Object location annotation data
** START **

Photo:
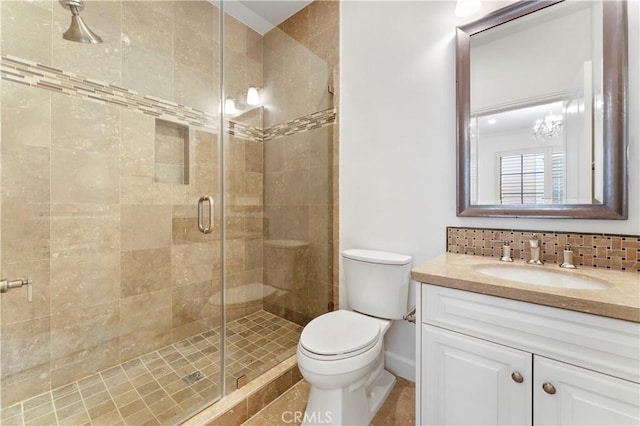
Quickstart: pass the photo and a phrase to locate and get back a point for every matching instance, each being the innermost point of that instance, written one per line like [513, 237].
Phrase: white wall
[397, 140]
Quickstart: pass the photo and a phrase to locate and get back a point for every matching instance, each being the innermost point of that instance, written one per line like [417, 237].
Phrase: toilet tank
[377, 282]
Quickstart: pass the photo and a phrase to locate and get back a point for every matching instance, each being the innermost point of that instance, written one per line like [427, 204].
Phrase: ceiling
[263, 15]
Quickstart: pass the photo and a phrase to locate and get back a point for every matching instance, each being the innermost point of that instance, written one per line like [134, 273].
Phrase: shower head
[78, 30]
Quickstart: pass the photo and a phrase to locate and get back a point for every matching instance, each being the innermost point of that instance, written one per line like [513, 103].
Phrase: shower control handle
[201, 226]
[6, 285]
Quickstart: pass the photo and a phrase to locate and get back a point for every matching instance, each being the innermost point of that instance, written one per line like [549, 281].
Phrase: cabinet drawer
[603, 344]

** END **

▸ OBJECTIVE:
Reproduce all of the entries above with every occurrence of "innermost point" changed to "central point", leaving everything else unchanged. Omit the pictures from your output.

▸ FINAL ANSWER:
Photo:
Quickstart: pass the photo and a phrase to locate and get back a point for every matching instance, each being the central point of that instance, written one per line like [513, 237].
Phrase: white wall
[397, 140]
Quickstart: pass the photo and a phrase to locate and get back a point for every matching instance, each being the central point of that instance, written one per line like [417, 237].
Phrase: toilet tank
[377, 282]
Quickstart: pass the photo and a phrase to locate and get back a point for every matching instance, each being the central point of that instance, written one per line like [427, 204].
Phrase: ceiling
[263, 15]
Quickstart: pass the photo and a phrase to locate and get back a point for every matching instance, each being the central point of that instance, written one per line like [134, 273].
Phrase: shower head
[78, 30]
Quickstart: pass the photo and a phrase to locate and get back a point for every matching instance, each being the central point of that instance, written one per line like [513, 103].
Phrase: shower control handle
[201, 226]
[6, 285]
Quickstart: pass the photo and a phrase to locate and get back a point for every matching instance, each being the central point of that instance, written one per line like [549, 281].
Phrase: cabinet drawer
[603, 344]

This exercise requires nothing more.